Requirement: Where does "rocky" appear in the data? Return each line that holds it.
══════════
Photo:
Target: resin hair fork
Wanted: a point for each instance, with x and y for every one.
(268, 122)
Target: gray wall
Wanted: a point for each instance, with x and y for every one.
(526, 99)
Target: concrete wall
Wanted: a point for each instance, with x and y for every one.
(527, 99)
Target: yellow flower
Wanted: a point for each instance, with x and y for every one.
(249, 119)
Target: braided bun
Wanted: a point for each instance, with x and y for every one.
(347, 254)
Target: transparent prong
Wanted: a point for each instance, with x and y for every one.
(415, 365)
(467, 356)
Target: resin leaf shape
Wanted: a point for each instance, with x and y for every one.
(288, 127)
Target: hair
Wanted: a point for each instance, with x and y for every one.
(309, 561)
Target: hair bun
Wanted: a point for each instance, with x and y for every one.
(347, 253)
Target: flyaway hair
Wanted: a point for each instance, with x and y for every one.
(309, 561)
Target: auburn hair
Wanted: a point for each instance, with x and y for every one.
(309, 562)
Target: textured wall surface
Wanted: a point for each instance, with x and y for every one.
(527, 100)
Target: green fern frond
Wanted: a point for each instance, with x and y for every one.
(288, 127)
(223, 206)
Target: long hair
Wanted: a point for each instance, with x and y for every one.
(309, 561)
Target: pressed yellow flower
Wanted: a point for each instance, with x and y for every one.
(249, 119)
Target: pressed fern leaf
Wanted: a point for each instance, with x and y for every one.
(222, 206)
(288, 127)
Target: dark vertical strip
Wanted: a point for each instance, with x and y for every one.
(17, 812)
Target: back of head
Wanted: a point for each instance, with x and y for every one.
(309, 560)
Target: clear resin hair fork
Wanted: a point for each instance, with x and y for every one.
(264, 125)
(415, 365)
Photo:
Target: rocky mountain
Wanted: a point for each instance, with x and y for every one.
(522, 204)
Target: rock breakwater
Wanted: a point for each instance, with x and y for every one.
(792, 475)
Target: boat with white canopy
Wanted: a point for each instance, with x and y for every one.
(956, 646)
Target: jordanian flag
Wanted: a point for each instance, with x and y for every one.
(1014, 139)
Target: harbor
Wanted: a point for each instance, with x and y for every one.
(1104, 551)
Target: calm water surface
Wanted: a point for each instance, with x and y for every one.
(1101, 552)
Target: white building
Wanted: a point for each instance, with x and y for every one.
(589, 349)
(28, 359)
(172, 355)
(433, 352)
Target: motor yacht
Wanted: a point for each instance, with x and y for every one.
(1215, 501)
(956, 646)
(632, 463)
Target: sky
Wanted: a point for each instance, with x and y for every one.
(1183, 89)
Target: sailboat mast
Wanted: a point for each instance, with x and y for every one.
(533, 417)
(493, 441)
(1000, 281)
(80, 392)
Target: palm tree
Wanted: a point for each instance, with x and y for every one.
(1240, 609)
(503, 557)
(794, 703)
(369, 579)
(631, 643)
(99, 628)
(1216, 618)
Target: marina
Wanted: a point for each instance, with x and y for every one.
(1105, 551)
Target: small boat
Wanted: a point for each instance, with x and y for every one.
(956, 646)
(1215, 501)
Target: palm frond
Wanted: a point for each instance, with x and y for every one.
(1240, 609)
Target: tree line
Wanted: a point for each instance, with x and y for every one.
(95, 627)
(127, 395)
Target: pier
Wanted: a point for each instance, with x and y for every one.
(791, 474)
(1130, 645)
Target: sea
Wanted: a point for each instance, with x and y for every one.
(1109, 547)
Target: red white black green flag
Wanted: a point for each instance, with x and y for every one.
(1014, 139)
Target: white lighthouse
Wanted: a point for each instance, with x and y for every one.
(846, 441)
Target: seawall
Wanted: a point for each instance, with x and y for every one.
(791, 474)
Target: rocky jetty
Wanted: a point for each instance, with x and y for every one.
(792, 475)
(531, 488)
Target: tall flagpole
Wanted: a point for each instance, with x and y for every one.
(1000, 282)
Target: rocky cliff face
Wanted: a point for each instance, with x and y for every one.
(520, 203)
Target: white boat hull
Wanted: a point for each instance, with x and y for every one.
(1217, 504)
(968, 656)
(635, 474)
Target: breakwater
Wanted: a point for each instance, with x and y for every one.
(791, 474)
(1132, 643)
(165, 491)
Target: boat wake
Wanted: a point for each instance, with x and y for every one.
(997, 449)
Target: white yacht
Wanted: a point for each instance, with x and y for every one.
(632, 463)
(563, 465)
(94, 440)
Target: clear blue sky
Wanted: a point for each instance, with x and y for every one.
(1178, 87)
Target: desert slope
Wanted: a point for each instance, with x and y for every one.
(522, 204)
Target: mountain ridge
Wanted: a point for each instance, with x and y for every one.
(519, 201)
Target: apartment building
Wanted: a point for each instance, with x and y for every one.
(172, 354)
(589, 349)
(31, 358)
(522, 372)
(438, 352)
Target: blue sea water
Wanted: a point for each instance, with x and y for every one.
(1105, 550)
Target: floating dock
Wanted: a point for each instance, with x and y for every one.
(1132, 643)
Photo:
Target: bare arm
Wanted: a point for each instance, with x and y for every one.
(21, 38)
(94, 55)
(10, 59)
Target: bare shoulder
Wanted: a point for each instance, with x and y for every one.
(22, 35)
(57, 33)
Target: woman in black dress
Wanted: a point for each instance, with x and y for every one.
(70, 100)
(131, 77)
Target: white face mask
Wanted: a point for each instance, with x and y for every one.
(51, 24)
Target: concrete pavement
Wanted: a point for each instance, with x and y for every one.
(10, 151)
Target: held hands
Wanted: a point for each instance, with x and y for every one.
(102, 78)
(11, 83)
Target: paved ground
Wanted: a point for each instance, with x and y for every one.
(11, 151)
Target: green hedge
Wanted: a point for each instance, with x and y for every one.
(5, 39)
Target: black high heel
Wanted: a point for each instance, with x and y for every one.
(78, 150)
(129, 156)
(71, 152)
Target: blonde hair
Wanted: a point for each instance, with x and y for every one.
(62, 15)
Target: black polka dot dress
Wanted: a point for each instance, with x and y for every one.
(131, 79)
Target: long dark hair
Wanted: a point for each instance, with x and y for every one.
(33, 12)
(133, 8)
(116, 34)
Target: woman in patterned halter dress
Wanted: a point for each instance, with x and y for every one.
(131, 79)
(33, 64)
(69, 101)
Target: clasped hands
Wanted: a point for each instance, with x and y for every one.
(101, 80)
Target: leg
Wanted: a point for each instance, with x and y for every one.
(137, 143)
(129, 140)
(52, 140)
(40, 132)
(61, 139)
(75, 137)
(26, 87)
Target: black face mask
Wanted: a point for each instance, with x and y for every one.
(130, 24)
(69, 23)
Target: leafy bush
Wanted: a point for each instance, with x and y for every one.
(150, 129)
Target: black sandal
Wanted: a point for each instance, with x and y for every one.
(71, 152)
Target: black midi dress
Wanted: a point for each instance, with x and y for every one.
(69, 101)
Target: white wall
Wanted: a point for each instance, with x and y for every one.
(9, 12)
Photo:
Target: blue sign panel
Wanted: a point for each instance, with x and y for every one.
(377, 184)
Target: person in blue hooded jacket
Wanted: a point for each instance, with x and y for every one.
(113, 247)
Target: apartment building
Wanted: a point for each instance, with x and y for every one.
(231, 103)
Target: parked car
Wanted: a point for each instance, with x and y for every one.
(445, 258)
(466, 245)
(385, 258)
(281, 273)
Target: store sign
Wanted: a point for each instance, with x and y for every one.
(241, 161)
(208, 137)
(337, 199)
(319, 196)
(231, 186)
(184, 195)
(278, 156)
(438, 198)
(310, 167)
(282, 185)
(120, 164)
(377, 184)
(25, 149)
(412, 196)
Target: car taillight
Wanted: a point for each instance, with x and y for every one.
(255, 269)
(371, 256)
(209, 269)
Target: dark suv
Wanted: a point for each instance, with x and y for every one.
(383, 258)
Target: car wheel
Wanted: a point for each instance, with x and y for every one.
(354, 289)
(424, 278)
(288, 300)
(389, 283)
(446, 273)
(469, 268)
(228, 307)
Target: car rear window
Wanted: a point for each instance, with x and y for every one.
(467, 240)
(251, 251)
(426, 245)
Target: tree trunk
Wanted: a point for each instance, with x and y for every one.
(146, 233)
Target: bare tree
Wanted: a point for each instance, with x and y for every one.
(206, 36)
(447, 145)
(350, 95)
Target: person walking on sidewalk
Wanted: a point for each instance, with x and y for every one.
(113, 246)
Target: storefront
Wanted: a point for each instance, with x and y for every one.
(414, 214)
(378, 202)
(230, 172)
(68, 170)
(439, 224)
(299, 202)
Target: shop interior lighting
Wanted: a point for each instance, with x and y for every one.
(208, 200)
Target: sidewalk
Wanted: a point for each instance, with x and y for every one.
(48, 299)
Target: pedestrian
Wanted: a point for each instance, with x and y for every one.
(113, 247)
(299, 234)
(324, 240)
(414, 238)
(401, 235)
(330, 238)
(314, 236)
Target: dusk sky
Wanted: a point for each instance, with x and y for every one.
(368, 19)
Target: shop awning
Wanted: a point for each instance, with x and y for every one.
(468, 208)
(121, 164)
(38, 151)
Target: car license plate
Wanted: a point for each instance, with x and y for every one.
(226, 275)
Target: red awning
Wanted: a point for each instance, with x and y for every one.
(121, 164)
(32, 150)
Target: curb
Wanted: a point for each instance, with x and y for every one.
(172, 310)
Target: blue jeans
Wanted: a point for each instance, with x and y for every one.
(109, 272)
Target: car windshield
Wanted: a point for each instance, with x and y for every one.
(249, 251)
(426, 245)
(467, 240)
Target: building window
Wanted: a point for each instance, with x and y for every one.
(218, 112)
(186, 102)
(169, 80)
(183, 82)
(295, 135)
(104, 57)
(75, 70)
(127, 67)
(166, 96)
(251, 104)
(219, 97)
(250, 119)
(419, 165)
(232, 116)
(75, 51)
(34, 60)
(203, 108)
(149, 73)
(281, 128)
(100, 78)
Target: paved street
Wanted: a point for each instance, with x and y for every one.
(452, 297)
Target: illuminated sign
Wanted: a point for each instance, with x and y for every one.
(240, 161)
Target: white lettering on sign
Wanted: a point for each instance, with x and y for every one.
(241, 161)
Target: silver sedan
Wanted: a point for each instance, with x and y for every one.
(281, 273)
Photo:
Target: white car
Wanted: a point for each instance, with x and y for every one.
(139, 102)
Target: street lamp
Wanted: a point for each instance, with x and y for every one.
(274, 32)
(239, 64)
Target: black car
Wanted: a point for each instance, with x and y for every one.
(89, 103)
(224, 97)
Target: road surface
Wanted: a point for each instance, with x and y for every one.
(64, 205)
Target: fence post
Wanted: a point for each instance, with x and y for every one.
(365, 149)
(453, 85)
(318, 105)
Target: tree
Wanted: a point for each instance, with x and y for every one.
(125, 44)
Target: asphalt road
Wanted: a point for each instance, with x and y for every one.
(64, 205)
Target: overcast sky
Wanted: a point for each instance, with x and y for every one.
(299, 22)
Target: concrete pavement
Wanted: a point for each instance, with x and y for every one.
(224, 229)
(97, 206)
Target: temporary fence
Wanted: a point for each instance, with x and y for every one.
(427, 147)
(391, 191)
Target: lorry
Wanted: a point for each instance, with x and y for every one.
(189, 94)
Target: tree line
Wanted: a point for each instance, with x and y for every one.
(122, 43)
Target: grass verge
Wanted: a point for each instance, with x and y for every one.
══════════
Written solution:
Target: rocky mountain
Target: rocky jetty
Target: rocky cliff face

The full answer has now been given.